WHAT TO WORK ON -
1. In the hooking tutorial, which two letters begin the header of an EXE file?
2. Carry on the hooking tutorial from its final sentence.

READING PASSAGE -
Hooking Tutorial
Here you will learn about this ancient miracle cure called Hooking. Our ancestors used hooking to catch fish! No just kidding, lets get to it.. But before we dive in, I'll provide a little introduction to the Portable Executable (PE). Don't skip it; its understanding is crucial to get to the meat and potatoes of this tutorial.
The Portable Executable (PE) format is a file format for executables, object code, DLLs, FON Font files, and others used in 32-bit and 64-bit versions of Windows operating systems. It is a data structure format that encapsulates information regarding dynamic library references for linking, API export and import tables, resource management data and thread-local storage (TLS) data.
The Extensible Firmware Interface (EFI) specification states that PE is the standard executable format in EFI environments. On NT family of operating systems, the PE format is used for EXE, DLL, SYS (device driver), and other file types. There are 2 versions of PE's, the PE32 format which stands for Portable Executable 32-bit and PE32+ which is Portable Executable 64-bit format.
Initially, the only programs that existed were COM files. The format of a COM file is… um, none. There is no format. A COM file is just a memory image. This 'format' was inherited from CP/M. To load a COM file, the program loader merely sucked the file into memory unchanged and then jumped to the first byte. No fixups, no checksum, nothing. Just load and go. The COM file format had many problems, among which was that programs could not be bigger than about 64KB. To address these limitations, the EXE file format was introduced. The header of an EXE file begins with the magic letters 'MZ' and continues with other information that the program loader uses to load the program into memory and prepare it for execution.
Addresses
- Physical Memory Address is what the CPU sees
- Virtual Address (VA) is an abstraction manageable by the OS
- Relative Virtual Address (RVA) (relative to the VA) is the offset from the VA at which the program is loaded.
- The RVA in DLL/EXE (PE Format) files are usually relative to the 'loaded base address' in memory
- The PE Format contains a 'section' mapping structure to map the physical file content into memory. So the RVA is not really relative to the file offset,
- To calculate a RVA of some byte, you have to find its offset in the section and add the section base. Thus: AddressInMemory = BaseAddress + RVA example: Assume you have a file (, a DLL) that's loaded at address 1000h. In that file, you have a variable at RVA 200h. In that case, the VA of that variable (after the DLL is mapped to memory) is 1200h (ie the 1000h base address of the DLL plus the 200h RVA (offset) to the variable.
Section Headers
- .text , or .code : Code section, contains the program's instructions and constant data - read only -.
- .data : Generally used for writable data with some initialized non-zero content, variables, arrays. Thus, the data section contains information that could be changed during application execution and this section must be copied for every instance.
- .bss : (Block Started by Symbol) Used for writable (static) data initialized to zero or unitialized memory (including empty arrays)
- .reloc : Contains the relocation table. The relocation table is a list of pointers created by the compiler or assembler and stored in the object or executable file. Each entry in the table, is a pointer to an absolute address in the object code that must be changed when the loader relocates the program such that it will refer to the correct location. They are designed to support relocation of the program as a complete unit. In some cases, each entry in the table is itself relative to a base address of zero, so the entries themselves must be changed as the loader moves through the table.

DATASET CONTENT -
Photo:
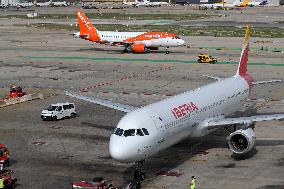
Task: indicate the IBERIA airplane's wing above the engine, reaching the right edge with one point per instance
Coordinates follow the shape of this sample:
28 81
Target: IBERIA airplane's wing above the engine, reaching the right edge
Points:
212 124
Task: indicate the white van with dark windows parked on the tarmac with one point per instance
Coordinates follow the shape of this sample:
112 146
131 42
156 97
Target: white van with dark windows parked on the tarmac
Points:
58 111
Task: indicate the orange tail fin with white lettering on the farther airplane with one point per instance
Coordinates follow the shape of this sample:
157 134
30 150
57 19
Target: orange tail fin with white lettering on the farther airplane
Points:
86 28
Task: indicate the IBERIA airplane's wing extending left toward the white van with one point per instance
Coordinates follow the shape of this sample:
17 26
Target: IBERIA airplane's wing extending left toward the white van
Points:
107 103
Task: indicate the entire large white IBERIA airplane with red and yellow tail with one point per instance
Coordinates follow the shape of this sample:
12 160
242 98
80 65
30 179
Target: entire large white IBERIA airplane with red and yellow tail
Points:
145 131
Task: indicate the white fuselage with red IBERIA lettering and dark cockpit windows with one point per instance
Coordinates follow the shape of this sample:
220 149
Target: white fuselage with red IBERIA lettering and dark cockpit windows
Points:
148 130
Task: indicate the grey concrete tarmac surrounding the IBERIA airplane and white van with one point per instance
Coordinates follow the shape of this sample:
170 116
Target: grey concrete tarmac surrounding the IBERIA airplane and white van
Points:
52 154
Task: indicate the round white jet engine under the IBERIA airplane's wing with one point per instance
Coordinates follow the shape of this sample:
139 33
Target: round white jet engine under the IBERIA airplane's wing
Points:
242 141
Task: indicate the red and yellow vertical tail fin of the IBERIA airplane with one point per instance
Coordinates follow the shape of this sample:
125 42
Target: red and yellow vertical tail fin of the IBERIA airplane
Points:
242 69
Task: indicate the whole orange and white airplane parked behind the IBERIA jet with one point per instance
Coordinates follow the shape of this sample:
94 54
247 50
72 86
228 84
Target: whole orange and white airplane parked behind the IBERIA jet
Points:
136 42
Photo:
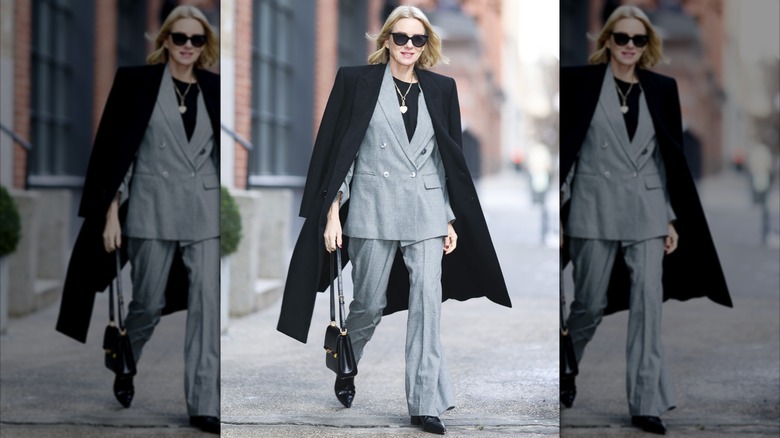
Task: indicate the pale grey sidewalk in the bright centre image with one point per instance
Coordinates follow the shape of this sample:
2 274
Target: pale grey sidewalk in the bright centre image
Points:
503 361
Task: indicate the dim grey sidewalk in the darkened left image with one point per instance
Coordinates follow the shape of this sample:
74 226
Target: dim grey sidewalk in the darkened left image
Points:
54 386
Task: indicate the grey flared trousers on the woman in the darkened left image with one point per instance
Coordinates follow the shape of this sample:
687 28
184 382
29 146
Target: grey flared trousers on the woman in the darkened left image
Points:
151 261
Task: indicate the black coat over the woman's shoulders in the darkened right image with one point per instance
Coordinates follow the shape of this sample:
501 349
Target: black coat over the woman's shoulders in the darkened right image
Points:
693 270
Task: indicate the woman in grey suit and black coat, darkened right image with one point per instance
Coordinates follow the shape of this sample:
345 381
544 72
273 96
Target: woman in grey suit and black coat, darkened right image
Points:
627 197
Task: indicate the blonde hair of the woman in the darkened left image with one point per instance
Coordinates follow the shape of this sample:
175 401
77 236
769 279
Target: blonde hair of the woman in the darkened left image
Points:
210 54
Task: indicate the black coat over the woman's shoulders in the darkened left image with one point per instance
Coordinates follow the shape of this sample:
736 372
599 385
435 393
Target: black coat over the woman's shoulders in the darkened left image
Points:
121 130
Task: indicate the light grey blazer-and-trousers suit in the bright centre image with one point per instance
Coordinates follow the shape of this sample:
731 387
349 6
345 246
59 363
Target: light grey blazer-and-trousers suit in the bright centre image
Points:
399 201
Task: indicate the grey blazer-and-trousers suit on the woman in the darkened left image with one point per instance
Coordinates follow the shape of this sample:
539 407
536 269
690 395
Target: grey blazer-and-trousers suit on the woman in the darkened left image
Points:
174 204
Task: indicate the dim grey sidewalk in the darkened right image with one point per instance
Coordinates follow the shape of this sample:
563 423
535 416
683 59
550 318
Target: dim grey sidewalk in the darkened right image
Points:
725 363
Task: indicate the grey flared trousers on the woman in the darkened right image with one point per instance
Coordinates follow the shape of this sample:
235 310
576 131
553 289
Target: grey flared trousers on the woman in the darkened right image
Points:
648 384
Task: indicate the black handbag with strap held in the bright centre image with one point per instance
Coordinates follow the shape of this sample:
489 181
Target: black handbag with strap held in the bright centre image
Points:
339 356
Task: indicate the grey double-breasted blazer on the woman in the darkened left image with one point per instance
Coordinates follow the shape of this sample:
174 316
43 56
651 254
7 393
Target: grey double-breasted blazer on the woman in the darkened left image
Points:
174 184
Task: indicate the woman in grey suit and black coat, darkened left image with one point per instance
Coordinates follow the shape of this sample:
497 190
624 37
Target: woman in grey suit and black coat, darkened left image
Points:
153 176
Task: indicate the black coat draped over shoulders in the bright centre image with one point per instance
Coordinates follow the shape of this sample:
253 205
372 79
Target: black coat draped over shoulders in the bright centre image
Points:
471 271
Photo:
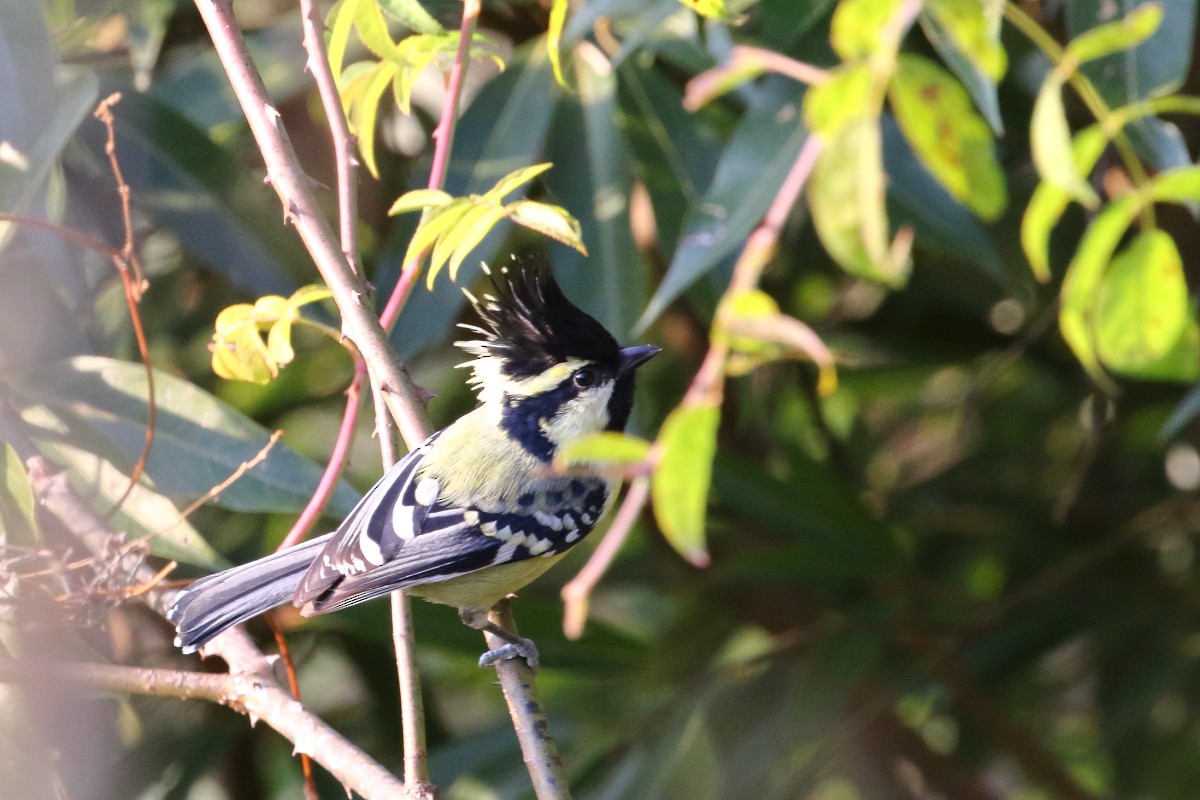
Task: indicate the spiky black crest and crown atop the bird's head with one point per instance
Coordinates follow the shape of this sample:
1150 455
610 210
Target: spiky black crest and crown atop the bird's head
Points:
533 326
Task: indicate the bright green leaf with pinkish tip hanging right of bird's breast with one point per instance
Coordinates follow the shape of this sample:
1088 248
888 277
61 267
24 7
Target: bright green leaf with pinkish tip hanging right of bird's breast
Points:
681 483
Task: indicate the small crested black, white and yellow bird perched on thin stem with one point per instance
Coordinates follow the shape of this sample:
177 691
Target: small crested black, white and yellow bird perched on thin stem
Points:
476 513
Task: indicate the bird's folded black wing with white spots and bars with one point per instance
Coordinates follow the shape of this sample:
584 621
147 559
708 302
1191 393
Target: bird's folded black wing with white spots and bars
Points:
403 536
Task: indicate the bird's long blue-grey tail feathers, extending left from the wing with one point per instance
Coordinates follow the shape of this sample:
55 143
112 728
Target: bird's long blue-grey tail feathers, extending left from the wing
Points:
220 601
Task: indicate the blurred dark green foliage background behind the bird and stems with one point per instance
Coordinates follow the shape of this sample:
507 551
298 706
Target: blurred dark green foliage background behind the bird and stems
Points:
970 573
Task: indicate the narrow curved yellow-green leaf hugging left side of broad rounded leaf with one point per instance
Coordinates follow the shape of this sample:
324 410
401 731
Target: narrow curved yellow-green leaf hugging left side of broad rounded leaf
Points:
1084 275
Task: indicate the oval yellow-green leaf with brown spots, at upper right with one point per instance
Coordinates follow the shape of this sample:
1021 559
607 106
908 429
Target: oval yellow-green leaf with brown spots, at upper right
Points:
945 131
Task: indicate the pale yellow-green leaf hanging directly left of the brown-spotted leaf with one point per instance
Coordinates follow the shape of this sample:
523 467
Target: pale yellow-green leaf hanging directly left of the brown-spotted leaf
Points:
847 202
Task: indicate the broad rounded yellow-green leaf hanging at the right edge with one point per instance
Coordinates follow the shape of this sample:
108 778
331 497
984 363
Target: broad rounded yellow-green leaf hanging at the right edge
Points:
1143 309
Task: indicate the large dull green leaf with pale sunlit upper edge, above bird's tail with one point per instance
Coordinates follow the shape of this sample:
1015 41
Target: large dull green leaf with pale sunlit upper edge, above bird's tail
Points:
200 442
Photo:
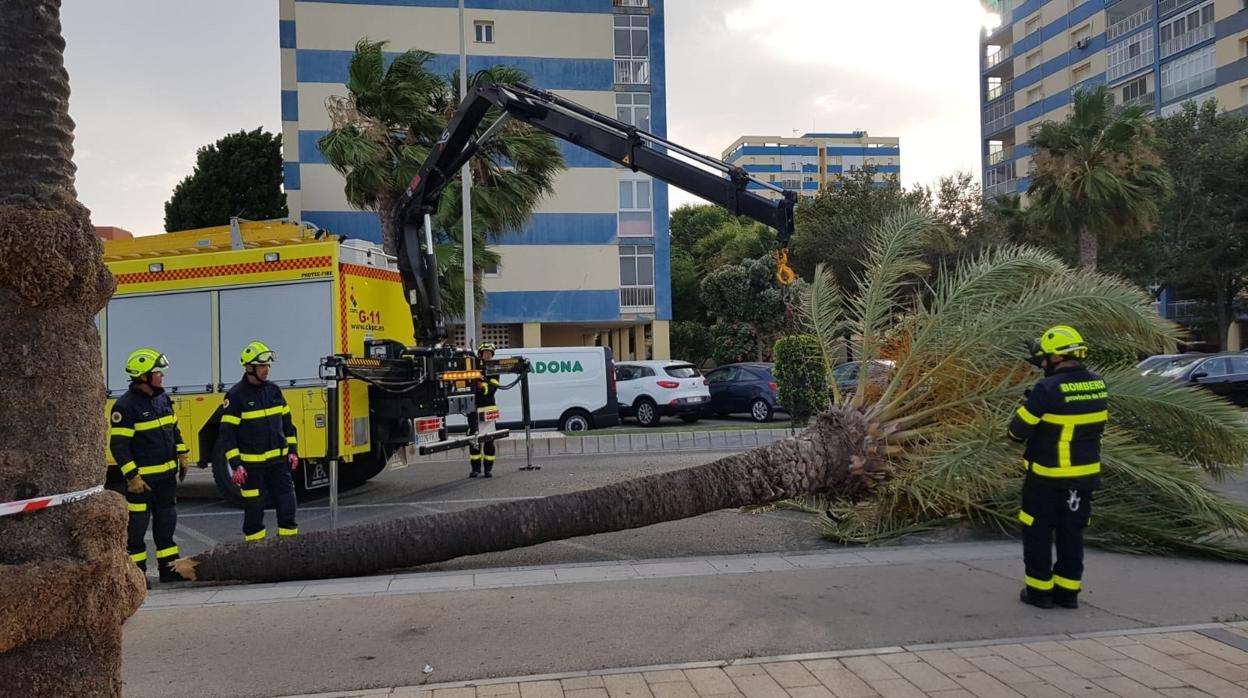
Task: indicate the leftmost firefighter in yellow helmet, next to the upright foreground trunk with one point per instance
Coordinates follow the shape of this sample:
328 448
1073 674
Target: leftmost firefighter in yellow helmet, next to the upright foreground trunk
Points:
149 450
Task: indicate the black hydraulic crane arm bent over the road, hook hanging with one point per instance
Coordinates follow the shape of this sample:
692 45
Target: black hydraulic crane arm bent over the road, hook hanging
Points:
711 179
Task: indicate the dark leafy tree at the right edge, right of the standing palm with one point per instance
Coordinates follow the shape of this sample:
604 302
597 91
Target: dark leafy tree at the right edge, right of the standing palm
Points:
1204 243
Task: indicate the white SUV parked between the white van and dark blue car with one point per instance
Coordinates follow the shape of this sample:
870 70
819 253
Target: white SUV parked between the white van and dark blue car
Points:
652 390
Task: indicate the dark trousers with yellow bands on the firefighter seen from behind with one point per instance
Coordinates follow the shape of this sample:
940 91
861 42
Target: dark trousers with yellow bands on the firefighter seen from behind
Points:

RESPONSES -
1. 'MZ'

2.
In other words, the relocation table is a lookup table that holds pointers to all callable API's needed by the PE file that need patching, because they are dependent on the absolute address of the loaded program. This occurs when the file is loaded at a non-default base address.
A PE which doesn't have a .reloc section “wants” to be loaded at a specific address, regardless of the platform & environment in use (which can cause a plethora of issues). dlls typically have a reloc table, which contains pointers to its sections, if it has to be relocated in case its preferred base address is not available.
Of course, nowadays, for security reasons, we have ASLR (Address Space Layout Randomization) where the loader will always try to vary the base address of the executable. Not to be confused with DEP (Data Execution Prevention), which is a similar security measure which prevents certain memory memory sectors, eg. the stack, from being executed. When those two are combined it becomes exceedingly difficult to exploit vulnerabilities in applications using shellcodes or return-oriented programming (ROP) techniques.
You will find many variants of section names. I have documented many of them I have stumbled upon, and I will list them here for reference:
- .rodata: read only data
- .rdata : Const/Read-only data of any kind are stored here. The loader will utilize these. This section must not have execute privileges.
- .rcdata : (resource data) Raw data whose format is not defined by windows. Thus, they can be any kind of data - ie user defined data, could be binary data injected into the program.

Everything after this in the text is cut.